# THE TASK
Your response should contain each line of the data that includes "green".

━━━ DATA FOR THE TASK

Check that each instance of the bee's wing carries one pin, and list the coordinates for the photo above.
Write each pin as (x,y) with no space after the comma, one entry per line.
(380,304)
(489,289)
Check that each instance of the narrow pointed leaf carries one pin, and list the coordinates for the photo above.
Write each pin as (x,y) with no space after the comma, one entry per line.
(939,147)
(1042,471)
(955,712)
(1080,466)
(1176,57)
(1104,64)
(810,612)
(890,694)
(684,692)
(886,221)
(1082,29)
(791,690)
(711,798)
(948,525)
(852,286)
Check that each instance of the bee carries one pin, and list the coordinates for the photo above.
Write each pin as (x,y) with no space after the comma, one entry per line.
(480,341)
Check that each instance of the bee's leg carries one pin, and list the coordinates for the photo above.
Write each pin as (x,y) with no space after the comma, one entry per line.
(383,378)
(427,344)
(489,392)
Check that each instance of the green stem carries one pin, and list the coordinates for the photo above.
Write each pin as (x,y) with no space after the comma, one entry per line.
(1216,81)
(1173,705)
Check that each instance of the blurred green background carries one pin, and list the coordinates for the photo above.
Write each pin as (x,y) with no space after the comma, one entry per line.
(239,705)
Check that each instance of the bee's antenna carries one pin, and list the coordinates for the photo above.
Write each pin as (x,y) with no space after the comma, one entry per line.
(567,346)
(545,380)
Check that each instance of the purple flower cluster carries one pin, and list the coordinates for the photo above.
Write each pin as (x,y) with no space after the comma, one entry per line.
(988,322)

━━━━━━
━━━ DATA FOR THE TASK

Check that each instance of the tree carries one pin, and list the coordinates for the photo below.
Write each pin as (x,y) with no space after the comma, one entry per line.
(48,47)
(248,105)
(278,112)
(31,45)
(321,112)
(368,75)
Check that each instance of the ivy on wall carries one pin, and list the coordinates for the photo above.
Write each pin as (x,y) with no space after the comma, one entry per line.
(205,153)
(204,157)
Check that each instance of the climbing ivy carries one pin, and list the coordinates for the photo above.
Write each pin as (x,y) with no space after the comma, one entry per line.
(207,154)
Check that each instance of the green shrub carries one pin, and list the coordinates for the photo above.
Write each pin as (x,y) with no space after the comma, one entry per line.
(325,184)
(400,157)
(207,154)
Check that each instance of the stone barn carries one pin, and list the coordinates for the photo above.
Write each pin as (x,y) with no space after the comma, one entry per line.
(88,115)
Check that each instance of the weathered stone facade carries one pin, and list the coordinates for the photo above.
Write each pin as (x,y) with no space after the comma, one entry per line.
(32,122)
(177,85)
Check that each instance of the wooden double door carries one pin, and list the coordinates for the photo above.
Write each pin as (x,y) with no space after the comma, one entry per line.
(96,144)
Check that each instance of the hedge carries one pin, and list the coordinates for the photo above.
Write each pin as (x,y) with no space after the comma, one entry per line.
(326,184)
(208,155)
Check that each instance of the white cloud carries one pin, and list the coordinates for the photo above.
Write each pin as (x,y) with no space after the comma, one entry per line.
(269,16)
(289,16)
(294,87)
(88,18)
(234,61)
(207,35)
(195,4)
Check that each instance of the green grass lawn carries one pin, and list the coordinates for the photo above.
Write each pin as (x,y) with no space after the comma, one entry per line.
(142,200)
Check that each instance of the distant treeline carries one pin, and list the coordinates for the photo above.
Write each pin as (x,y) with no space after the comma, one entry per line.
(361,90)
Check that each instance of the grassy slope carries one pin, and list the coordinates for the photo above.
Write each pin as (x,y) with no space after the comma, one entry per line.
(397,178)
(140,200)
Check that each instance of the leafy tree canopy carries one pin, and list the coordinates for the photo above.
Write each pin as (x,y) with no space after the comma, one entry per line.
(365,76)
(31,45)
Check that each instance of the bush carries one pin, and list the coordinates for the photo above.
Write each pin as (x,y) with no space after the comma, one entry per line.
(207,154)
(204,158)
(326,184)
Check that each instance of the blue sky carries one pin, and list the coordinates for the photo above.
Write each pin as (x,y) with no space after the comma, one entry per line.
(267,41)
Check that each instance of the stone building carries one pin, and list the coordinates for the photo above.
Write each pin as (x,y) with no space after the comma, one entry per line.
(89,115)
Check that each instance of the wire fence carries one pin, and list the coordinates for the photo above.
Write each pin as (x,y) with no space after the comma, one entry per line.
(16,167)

━━━━━━

# ANSWER TO THE EXERCISE
Check that each instance of the green stem carries one pin, and list the coordinates for the photo above.
Check that each instance of the blurred green background carries one pin, and list the coordinates for the photo above.
Check that each instance of the green shrub carries one pin, and list the coordinates for the photo above.
Check that each instance of the green grass lawn carries one pin, and list the coordinates for the photo above.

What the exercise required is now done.